→ **TASK OBJECTIVE**: Your task is to repeat, word for word, the line containing "Category: mown lawn" and all lines that follow it to the end of the material, and no other lines.
--- start DATASET RECORDS ---
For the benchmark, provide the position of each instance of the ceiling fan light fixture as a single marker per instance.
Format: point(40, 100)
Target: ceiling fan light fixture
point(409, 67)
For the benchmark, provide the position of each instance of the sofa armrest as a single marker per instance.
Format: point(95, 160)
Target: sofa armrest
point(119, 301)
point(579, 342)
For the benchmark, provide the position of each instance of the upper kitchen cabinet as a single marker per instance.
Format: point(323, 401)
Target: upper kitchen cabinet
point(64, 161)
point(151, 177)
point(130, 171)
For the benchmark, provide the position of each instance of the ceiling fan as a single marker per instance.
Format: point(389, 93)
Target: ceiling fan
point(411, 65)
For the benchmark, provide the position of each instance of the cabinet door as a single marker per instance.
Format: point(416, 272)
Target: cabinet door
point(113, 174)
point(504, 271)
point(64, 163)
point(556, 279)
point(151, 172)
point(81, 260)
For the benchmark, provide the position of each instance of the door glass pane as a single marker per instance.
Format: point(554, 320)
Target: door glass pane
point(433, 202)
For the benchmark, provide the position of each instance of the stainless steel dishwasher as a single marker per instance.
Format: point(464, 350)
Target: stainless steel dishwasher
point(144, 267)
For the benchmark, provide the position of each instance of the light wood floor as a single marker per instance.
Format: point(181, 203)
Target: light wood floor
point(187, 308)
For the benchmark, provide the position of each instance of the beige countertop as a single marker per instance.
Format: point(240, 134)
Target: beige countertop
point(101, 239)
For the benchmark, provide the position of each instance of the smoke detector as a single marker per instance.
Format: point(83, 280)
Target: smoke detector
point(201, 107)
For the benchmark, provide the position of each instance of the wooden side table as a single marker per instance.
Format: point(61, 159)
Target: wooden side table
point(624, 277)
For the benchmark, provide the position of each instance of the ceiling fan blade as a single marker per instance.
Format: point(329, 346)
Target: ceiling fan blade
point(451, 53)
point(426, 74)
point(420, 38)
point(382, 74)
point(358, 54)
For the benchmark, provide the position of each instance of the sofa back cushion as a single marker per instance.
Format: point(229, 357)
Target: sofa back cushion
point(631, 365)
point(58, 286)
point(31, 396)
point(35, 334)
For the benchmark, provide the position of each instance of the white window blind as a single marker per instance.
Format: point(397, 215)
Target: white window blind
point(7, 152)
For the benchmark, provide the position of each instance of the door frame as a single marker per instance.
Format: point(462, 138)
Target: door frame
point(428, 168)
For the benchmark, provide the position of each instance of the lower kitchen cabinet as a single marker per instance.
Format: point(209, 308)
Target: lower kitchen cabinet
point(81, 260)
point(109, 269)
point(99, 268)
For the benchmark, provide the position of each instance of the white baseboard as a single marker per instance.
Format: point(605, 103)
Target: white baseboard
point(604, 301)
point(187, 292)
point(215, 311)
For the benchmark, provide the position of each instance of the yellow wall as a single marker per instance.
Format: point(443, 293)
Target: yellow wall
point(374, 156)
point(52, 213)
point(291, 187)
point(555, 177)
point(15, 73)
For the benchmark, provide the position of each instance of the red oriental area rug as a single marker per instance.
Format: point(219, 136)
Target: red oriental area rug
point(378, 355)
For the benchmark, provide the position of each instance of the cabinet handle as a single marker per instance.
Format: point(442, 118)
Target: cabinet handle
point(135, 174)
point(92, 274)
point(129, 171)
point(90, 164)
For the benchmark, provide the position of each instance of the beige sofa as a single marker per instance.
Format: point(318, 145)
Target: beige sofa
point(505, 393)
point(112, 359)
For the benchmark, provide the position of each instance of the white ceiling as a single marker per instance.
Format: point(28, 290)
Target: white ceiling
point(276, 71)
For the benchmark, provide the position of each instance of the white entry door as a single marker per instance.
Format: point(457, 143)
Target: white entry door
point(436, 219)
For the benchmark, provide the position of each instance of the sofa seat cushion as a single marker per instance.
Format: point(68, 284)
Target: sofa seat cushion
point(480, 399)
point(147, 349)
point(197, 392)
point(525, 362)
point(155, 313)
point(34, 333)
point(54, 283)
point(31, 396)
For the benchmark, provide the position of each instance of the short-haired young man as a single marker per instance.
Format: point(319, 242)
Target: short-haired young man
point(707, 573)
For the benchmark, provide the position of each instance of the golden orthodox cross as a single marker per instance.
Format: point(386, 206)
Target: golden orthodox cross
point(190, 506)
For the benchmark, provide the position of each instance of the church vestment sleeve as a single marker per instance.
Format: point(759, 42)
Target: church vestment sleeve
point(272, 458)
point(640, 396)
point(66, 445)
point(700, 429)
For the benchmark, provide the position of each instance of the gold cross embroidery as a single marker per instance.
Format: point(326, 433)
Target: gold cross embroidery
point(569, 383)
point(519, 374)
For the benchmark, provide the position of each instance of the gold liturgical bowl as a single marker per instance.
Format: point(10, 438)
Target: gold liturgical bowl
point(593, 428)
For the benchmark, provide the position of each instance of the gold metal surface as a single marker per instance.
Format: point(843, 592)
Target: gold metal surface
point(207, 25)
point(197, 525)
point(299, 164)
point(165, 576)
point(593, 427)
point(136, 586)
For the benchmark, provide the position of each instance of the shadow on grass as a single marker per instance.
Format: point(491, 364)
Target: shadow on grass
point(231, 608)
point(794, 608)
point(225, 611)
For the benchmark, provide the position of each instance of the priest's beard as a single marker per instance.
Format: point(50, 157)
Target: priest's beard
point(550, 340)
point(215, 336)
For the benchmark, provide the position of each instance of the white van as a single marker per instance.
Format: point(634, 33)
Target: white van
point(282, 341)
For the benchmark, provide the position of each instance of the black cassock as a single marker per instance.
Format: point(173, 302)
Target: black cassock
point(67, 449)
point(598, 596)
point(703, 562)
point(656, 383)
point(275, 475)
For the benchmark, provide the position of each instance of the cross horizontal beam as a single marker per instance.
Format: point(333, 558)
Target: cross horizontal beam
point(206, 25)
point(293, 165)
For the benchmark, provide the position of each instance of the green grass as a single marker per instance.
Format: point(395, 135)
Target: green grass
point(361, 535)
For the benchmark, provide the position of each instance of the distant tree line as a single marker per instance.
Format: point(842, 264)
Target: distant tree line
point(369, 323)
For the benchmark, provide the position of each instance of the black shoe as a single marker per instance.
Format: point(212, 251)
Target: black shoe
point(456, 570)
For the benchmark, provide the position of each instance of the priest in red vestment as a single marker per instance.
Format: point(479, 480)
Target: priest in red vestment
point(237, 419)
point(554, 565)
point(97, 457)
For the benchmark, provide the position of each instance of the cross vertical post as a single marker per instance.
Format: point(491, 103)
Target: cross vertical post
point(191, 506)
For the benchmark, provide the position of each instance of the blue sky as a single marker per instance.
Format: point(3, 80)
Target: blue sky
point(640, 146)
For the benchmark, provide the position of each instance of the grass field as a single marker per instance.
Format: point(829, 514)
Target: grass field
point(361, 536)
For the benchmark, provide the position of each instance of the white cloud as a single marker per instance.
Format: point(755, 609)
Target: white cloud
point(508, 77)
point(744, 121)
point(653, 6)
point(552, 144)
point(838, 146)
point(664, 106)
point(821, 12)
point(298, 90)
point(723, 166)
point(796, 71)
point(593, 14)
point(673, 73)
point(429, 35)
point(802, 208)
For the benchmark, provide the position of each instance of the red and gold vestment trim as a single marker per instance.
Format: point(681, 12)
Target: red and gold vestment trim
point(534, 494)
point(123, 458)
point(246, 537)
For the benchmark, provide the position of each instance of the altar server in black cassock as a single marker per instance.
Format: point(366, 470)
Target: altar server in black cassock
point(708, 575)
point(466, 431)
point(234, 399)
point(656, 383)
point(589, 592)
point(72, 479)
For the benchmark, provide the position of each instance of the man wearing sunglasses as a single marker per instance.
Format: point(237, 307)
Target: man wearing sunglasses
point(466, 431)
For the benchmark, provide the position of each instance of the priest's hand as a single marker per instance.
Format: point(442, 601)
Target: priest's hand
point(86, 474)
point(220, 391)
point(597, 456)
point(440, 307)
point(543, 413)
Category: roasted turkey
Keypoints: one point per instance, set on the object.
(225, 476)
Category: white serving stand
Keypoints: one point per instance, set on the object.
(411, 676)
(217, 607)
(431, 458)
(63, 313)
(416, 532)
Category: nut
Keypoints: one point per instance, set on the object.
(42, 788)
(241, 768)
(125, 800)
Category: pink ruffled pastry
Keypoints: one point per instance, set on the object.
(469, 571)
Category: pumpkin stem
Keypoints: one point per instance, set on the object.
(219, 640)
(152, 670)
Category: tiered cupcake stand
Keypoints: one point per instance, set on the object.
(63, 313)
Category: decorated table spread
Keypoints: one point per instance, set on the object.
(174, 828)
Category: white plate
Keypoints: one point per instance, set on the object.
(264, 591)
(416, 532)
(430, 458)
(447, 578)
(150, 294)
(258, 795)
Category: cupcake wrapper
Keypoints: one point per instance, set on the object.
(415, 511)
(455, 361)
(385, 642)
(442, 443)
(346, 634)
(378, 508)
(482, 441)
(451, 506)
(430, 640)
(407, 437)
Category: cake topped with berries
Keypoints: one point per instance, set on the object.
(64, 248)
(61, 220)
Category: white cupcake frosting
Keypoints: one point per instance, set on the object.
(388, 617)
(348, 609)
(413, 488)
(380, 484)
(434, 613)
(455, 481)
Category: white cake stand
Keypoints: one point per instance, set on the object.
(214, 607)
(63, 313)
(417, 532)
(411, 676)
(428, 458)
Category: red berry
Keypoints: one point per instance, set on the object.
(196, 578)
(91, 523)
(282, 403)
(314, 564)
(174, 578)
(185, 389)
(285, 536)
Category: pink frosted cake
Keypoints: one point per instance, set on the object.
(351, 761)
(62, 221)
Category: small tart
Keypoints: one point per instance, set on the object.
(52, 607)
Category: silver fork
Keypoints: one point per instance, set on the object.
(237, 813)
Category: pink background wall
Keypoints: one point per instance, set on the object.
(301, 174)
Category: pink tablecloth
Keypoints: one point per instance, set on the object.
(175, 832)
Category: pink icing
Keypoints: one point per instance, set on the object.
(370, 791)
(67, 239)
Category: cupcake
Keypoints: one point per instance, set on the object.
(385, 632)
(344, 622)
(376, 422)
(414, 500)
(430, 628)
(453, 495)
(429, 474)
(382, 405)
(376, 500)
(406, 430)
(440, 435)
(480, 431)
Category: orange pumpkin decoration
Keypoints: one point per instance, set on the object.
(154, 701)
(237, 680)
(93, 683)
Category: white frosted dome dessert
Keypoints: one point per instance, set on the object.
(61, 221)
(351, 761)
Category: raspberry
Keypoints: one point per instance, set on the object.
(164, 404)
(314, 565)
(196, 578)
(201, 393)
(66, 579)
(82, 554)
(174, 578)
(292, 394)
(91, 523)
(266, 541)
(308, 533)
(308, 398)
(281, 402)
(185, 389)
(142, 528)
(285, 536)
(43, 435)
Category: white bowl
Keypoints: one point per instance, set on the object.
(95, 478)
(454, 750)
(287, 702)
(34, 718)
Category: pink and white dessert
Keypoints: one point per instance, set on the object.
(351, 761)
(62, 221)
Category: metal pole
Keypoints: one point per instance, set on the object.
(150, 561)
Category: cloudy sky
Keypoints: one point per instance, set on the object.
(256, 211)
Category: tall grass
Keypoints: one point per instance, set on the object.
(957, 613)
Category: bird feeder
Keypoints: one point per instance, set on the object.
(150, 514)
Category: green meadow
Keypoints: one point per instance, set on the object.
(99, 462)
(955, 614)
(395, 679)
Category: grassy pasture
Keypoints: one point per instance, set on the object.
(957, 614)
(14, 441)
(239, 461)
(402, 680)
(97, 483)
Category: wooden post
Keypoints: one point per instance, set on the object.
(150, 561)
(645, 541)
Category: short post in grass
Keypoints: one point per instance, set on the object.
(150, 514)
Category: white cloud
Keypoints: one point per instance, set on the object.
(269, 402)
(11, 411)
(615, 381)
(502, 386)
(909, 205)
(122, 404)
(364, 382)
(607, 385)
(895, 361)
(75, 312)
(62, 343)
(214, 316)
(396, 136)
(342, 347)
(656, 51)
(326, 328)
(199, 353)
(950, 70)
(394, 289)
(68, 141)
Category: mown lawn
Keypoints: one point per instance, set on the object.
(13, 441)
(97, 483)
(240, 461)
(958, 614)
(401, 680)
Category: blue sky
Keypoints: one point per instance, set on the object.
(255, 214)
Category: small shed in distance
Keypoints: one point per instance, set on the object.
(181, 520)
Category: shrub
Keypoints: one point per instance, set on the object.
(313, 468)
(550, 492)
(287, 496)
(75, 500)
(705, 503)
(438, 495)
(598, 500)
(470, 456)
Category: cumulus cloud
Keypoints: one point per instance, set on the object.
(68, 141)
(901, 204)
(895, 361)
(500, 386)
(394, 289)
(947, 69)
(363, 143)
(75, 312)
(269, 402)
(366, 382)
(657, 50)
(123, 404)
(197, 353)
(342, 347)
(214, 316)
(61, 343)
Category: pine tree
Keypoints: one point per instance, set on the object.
--- end DATASET RECORDS ---
→ **TASK RESULT**:
Category: mown lawn
Keypoints: one point per instance, set on the object.
(13, 441)
(97, 483)
(240, 461)
(958, 614)
(401, 680)
Category: blue sky
Keypoints: one point per instance, set on the object.
(255, 214)
Category: small shed in distance
Keypoints: one point per instance, set on the object.
(181, 520)
Category: shrub
Keypoints: one point per instance, set on the object.
(313, 468)
(550, 492)
(287, 496)
(75, 500)
(705, 503)
(438, 495)
(598, 500)
(470, 456)
Category: cumulus cloud
Keypoints: one point per instance, set on the object.
(68, 141)
(901, 204)
(895, 361)
(500, 386)
(394, 289)
(947, 69)
(363, 143)
(75, 312)
(269, 402)
(366, 382)
(657, 50)
(123, 404)
(197, 353)
(342, 347)
(214, 316)
(61, 343)
Category: pine tree
Keypoints: one point per instance, set on the object.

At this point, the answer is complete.